[Start of Source text]
Tax and regulatory competition among states and between cities within states has been par for the course for decades. Any company not pressing for such breaks is failing its investors and compromising its future. But does it make sense for the economy and for state budgets? And is it fair to other taxpayers?

Proponents contend that tax and regulatory breaks for new and expanded businesses result in more jobs and increased tax revenues in the long run. But do these individualized tax and regulatory breaks really encourage new business ventures, or do they just shuffle the business and jobs from one place to another?  A company that cannot exist somewhere without tax breaks is a company unlikely to survive anywhere once the breaks are gone. New jobs in one location usually mean fewer jobs in another.

As for tax revenues, a study by Texas A&M professor James Rogers found that interstate tax competition was a significant factor in the decline of business taxes as a share of total state revenues, from one half in 1950 to one quarter in 1990. Professor Rogers asked why states would do this to themselves and concluded that it is a classic case of prisoner’s dilemma. Each state assumes other states will offer tax breaks, so it offers them as well, despite the long-term loss of revenue. Like the workers, tax revenues are mostly moving from one place to another in response to interstate tax competition.

From the perspective of advocates for lower taxes and smaller government, this tax competition looks like a win-win. It’s the sort of creative competition the federal system is supposed to promote. But what about from the perspective of the taxpayers who don’t benefit from the tax breaks and are left paying for promised and sometimes guaranteed government services?

It’s one thing for states to compete for business by lowering their general tax rates or by making their regulatory systems less burdensome for everyone. Such competition can actually lead to business development and expansion that otherwise would not have occurred. It’s an entirely different matter to lower tax rates and regulatory burdens for some, but not for others.
[End of Source text]
■ Problem a: Repeat the passage on tax competition between "Proponents contend that" and "jobs in another.", inclusive.
The passage on tax competition and the records come from unrelated sources.
[Start of Records supplied]
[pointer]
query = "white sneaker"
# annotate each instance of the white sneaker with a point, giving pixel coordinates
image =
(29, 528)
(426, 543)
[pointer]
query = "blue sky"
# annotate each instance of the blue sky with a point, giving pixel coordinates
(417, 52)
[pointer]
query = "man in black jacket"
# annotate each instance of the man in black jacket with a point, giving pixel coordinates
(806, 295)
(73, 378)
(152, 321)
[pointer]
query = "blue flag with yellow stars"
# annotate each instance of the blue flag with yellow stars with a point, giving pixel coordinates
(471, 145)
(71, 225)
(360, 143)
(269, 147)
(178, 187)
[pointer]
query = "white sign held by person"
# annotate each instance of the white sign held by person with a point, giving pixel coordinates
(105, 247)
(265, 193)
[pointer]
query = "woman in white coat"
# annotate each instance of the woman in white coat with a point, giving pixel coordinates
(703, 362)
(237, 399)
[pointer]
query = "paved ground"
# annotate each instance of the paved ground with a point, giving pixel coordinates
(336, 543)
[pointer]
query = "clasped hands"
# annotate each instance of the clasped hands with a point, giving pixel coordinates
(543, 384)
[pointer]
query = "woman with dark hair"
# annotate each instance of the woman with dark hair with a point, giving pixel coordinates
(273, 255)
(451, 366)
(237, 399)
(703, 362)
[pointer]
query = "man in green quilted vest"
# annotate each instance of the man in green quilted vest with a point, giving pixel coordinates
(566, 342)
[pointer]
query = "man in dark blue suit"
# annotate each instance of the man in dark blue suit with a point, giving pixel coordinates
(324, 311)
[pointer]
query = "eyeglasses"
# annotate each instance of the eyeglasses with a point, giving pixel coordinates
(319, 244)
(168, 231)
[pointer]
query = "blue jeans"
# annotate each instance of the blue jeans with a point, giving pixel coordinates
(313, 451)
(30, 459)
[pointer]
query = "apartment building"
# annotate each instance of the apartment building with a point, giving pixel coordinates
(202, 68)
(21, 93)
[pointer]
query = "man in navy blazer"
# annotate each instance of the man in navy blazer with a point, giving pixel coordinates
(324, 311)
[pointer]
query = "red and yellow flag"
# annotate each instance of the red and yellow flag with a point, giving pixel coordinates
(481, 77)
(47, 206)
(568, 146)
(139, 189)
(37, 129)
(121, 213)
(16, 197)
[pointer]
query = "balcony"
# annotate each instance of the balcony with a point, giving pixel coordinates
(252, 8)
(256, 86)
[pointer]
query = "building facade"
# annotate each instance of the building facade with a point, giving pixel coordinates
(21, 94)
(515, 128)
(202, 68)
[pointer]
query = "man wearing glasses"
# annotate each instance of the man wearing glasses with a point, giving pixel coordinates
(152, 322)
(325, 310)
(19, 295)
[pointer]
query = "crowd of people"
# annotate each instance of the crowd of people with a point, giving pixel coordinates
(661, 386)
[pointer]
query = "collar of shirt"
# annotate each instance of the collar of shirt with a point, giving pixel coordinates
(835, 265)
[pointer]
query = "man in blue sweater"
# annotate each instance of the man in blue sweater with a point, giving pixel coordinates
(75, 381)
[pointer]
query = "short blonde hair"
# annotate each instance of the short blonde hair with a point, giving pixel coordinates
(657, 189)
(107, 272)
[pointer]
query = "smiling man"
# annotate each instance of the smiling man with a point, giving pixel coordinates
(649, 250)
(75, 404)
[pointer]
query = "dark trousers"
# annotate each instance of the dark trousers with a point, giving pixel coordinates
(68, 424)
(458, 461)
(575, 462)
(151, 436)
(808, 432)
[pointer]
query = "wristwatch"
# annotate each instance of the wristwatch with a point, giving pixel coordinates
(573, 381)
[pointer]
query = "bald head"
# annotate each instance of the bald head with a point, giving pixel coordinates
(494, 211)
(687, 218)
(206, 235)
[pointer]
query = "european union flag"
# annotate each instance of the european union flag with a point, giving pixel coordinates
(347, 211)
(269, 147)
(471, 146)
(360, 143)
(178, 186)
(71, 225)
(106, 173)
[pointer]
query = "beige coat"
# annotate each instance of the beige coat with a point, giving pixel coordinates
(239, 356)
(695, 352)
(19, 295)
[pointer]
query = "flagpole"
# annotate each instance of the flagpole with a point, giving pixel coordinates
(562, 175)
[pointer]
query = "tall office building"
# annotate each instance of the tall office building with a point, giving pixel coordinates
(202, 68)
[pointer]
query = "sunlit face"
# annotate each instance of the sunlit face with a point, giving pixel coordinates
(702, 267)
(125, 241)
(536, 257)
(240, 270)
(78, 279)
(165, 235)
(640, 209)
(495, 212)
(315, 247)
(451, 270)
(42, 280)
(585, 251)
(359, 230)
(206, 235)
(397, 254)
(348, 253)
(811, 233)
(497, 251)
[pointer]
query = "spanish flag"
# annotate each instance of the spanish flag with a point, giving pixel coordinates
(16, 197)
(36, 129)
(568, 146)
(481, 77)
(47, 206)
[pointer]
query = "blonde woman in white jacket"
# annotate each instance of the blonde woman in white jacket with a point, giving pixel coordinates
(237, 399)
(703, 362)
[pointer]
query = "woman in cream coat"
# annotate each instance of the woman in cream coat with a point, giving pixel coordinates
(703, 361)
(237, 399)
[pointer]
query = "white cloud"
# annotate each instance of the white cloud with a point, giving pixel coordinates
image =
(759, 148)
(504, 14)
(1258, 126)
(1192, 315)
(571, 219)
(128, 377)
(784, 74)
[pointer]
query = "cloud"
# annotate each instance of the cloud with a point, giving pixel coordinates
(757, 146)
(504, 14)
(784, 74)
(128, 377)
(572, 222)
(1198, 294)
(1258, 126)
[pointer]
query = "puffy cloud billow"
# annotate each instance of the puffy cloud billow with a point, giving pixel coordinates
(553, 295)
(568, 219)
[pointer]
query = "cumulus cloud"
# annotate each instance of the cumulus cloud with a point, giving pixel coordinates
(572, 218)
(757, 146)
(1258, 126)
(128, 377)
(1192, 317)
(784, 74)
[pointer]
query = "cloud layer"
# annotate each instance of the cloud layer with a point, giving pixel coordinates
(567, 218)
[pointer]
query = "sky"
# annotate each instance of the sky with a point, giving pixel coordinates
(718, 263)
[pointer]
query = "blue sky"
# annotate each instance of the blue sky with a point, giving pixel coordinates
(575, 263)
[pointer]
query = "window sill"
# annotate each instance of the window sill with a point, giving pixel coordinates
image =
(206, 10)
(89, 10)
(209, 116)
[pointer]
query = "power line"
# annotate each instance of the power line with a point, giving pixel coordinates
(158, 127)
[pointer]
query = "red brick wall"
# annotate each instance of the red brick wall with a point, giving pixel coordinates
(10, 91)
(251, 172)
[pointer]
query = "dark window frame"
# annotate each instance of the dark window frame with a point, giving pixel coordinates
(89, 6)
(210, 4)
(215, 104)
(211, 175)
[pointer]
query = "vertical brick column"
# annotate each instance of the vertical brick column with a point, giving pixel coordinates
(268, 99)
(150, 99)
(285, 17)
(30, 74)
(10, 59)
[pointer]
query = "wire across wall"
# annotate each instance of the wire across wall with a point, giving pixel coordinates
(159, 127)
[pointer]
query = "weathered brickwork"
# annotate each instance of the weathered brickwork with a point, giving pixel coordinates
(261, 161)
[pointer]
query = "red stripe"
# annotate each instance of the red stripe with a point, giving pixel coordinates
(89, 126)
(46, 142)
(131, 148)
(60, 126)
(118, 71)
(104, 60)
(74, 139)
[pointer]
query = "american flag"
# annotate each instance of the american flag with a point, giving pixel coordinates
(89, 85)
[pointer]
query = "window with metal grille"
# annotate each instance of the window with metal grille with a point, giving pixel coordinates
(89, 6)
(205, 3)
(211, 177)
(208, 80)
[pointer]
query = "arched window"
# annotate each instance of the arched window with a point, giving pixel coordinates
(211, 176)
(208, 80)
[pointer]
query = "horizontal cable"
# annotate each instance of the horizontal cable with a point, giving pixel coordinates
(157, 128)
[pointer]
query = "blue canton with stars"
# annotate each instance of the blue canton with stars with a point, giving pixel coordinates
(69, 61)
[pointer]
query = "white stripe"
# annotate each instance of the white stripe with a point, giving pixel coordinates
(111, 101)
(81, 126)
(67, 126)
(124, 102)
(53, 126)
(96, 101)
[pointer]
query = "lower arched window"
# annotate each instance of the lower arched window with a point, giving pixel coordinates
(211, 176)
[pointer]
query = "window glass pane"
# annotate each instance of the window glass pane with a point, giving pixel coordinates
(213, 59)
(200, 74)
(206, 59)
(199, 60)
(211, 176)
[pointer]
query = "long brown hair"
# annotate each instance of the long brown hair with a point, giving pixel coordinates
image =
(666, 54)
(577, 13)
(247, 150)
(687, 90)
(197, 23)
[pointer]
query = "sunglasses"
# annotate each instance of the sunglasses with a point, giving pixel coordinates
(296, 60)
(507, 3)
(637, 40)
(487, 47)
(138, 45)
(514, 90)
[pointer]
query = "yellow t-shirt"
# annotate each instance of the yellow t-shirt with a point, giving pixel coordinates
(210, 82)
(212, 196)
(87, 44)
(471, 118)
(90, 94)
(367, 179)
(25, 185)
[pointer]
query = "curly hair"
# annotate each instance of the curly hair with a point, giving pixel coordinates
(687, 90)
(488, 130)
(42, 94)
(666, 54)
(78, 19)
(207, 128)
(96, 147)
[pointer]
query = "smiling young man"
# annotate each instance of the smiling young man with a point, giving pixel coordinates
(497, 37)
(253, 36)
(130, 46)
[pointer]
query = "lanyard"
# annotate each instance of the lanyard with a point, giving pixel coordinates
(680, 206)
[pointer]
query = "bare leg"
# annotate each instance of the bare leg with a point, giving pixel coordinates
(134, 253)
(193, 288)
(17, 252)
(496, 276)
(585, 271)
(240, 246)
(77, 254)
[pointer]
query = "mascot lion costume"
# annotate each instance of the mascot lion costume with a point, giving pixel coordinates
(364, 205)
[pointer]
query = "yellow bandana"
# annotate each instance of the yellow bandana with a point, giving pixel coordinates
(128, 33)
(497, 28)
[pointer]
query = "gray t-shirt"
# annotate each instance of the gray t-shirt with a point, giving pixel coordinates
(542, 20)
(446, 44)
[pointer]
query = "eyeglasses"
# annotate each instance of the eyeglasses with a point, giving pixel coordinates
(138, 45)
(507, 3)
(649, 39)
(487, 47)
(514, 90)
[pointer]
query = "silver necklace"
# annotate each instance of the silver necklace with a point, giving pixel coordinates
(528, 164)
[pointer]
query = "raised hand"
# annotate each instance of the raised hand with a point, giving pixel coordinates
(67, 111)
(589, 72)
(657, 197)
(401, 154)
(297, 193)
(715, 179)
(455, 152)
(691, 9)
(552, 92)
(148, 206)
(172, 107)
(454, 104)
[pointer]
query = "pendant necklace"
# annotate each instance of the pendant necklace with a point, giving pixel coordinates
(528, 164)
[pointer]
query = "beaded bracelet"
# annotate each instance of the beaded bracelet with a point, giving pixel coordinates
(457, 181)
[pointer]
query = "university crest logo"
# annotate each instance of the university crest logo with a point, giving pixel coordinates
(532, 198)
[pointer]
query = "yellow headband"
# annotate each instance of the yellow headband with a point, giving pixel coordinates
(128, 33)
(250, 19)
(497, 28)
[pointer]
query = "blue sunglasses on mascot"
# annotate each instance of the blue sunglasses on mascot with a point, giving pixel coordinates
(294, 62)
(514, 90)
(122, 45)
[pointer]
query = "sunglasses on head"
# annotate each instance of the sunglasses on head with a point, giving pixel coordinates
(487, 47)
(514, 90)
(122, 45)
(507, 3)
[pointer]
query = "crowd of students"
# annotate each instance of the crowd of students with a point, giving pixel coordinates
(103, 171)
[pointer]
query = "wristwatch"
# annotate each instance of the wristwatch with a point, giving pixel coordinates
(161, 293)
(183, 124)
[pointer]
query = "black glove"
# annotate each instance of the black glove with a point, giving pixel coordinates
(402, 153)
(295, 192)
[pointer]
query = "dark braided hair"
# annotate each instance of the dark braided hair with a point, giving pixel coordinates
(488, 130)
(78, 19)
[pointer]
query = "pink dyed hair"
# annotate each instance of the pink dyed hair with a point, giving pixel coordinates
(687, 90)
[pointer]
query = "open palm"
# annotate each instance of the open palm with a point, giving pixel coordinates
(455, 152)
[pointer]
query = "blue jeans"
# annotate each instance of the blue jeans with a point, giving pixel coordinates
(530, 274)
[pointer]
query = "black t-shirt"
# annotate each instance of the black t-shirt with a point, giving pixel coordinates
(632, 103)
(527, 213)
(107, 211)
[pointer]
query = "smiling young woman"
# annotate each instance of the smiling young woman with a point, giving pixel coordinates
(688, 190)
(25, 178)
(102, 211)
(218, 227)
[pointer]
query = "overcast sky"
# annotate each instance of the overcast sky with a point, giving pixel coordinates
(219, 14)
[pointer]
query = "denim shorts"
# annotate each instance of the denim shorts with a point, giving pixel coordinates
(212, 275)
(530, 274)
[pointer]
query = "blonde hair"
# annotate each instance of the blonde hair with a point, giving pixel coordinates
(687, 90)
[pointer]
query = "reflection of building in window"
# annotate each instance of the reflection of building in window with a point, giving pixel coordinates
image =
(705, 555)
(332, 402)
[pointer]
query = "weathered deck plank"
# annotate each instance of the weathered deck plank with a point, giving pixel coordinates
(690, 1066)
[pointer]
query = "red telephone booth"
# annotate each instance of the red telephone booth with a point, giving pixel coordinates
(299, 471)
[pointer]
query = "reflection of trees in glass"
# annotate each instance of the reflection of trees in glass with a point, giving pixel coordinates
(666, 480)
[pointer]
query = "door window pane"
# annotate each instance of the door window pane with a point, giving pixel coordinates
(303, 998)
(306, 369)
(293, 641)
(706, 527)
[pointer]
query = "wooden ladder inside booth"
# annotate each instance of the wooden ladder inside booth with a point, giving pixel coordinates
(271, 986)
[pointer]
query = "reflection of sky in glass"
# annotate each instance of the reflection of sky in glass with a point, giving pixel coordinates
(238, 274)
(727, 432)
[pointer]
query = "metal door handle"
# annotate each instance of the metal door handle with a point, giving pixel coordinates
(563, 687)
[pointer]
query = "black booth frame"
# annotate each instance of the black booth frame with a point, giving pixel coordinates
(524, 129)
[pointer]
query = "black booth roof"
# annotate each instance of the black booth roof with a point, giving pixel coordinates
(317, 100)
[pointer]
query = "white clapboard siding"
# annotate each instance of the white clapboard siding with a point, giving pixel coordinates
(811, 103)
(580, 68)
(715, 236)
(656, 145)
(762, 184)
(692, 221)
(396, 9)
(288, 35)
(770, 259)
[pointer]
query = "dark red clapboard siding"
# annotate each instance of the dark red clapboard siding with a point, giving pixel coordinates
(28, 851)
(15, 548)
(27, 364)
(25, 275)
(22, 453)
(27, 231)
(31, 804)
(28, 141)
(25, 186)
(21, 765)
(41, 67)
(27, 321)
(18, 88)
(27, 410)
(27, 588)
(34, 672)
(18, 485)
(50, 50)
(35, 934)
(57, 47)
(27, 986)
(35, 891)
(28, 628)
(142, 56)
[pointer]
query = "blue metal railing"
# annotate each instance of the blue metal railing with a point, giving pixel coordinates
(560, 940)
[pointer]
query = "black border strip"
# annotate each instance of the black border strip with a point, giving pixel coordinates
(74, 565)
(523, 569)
[End of Records supplied]
■ Problem b: How many lines of the records contain the string "shorts"? Tally them and reply with the number alone.

■ Complete output a:
Proponents contend that tax and regulatory breaks for new and expanded businesses result in more jobs and increased tax revenues in the long run. But do these individualized tax and regulatory breaks really encourage new business ventures, or do they just shuffle the business and jobs from one place to another?  A company that cannot exist somewhere without tax breaks is a company unlikely to survive anywhere once the breaks are gone. New jobs in one location usually mean fewer jobs in another.

■ Complete output b: 2